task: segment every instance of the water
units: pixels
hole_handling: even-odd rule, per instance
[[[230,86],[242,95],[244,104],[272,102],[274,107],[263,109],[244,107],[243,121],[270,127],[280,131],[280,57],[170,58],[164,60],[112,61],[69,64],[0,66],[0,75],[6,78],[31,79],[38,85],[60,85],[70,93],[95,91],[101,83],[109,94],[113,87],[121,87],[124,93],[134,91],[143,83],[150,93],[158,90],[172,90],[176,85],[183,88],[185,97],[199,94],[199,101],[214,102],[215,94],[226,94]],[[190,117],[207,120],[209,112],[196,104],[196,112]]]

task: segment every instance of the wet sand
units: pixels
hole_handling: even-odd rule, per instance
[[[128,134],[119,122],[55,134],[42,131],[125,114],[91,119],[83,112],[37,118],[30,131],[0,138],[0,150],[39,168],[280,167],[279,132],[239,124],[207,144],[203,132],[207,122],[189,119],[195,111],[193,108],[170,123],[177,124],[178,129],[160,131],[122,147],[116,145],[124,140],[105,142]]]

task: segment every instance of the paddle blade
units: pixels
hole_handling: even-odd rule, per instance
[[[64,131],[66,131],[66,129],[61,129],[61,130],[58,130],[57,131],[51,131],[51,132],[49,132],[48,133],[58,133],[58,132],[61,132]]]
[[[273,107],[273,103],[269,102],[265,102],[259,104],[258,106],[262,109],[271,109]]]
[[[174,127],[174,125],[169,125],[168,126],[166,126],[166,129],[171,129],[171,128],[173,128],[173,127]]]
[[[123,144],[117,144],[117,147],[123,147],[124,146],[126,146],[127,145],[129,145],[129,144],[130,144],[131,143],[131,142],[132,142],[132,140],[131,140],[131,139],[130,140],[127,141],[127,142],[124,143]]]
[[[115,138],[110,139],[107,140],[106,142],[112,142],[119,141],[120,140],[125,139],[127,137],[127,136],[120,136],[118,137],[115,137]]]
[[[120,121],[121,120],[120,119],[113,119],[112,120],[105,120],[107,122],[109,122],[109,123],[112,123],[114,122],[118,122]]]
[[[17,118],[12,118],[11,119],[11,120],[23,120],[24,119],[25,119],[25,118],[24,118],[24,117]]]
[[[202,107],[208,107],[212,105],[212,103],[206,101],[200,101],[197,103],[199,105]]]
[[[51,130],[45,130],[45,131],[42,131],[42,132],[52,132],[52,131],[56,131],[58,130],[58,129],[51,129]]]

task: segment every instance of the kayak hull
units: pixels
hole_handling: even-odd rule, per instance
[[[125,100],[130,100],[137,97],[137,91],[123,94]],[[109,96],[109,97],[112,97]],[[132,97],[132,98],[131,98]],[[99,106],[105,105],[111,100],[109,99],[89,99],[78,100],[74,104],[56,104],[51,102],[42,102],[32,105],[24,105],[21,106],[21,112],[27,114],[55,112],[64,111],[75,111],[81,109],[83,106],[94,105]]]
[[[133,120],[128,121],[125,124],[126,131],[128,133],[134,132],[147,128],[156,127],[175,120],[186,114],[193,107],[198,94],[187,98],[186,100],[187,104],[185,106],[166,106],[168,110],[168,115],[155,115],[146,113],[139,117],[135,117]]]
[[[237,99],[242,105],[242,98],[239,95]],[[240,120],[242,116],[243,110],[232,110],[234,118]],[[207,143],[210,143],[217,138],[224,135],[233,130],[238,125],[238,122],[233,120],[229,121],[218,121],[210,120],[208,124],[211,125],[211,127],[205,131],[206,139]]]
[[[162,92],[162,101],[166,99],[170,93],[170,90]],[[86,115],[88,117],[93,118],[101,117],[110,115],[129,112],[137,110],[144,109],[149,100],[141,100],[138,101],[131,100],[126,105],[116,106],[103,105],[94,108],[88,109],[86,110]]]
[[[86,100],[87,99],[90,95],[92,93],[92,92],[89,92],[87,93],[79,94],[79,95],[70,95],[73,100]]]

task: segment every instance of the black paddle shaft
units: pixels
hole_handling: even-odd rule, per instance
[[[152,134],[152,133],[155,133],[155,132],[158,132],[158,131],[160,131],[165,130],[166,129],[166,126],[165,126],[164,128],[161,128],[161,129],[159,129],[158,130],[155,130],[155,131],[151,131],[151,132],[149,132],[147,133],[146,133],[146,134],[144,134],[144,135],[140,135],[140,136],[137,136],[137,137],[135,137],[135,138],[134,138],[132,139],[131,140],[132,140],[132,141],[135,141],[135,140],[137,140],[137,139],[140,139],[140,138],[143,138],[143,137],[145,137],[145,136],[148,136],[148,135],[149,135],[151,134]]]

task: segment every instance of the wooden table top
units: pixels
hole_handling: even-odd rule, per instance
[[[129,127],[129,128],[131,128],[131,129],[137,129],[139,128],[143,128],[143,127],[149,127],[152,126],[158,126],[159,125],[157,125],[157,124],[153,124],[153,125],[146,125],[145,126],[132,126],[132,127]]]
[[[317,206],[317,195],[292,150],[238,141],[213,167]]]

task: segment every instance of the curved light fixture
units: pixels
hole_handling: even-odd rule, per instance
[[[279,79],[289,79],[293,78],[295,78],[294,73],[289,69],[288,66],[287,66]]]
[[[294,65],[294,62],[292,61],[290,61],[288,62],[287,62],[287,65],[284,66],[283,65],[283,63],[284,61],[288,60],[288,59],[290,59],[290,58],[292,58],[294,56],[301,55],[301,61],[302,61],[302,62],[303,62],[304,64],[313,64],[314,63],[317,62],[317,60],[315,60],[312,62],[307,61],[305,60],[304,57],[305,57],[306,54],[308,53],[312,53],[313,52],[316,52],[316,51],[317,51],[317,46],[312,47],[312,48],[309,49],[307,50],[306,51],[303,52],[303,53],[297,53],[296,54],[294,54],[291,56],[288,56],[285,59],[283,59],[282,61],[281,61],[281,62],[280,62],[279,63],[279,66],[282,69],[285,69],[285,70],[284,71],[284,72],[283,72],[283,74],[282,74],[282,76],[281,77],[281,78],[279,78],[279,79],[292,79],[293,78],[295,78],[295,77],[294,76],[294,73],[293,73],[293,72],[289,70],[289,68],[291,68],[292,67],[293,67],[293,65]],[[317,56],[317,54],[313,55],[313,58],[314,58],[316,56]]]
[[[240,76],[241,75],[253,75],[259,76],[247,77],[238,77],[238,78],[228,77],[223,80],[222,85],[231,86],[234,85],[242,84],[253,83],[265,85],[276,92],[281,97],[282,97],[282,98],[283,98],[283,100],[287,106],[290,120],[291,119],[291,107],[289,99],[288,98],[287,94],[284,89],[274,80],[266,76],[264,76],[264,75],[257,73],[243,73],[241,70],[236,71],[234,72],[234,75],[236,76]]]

**EXERCISE GOAL**.
Copy out the material above word for word, from the line with "task: segment every instance of the wooden" through the end of the material.

**ANSWER TO THIS EXERCISE**.
task: segment every instance of the wooden table top
units: pixels
hole_handling: even-odd rule, per instance
[[[129,127],[129,128],[131,128],[131,129],[137,129],[139,128],[143,128],[143,127],[149,127],[152,126],[158,126],[159,125],[157,125],[157,124],[153,124],[153,125],[146,125],[145,126],[132,126],[132,127]]]
[[[317,206],[317,195],[292,150],[238,141],[213,167]]]

task: segment every instance of the curved light fixture
units: pixels
hole_handling: even-odd rule, per instance
[[[279,79],[289,79],[293,78],[295,78],[294,73],[289,69],[288,66],[287,66]]]
[[[294,65],[294,62],[292,61],[290,61],[288,62],[287,62],[287,65],[284,66],[283,65],[283,63],[284,61],[288,60],[288,59],[290,59],[290,58],[292,58],[294,56],[301,55],[301,61],[302,61],[302,62],[303,62],[304,64],[313,64],[314,63],[317,62],[317,60],[315,60],[312,62],[307,61],[305,60],[304,57],[305,57],[306,54],[308,53],[312,53],[313,52],[316,52],[316,51],[317,51],[317,46],[312,47],[312,48],[309,49],[307,50],[306,51],[303,52],[303,53],[297,53],[296,54],[294,54],[291,56],[288,56],[285,59],[283,59],[282,61],[281,61],[281,62],[280,62],[279,63],[279,66],[282,69],[285,69],[285,70],[284,71],[284,72],[283,72],[283,74],[282,74],[282,76],[281,77],[281,78],[279,78],[279,79],[292,79],[293,78],[295,78],[295,77],[294,76],[294,73],[293,73],[293,72],[289,70],[289,68],[291,68],[292,67],[293,67],[293,65]],[[317,56],[317,54],[313,55],[313,58],[314,58],[316,56]]]
[[[240,76],[241,75],[253,75],[259,76],[247,77],[238,77],[238,78],[228,77],[223,80],[222,85],[231,86],[234,85],[242,84],[253,83],[265,85],[276,92],[281,97],[282,97],[282,98],[283,98],[283,100],[287,106],[290,120],[291,119],[291,107],[289,99],[288,98],[287,94],[284,89],[274,80],[266,76],[264,76],[264,75],[257,73],[243,73],[241,70],[236,71],[234,72],[234,75],[236,76]]]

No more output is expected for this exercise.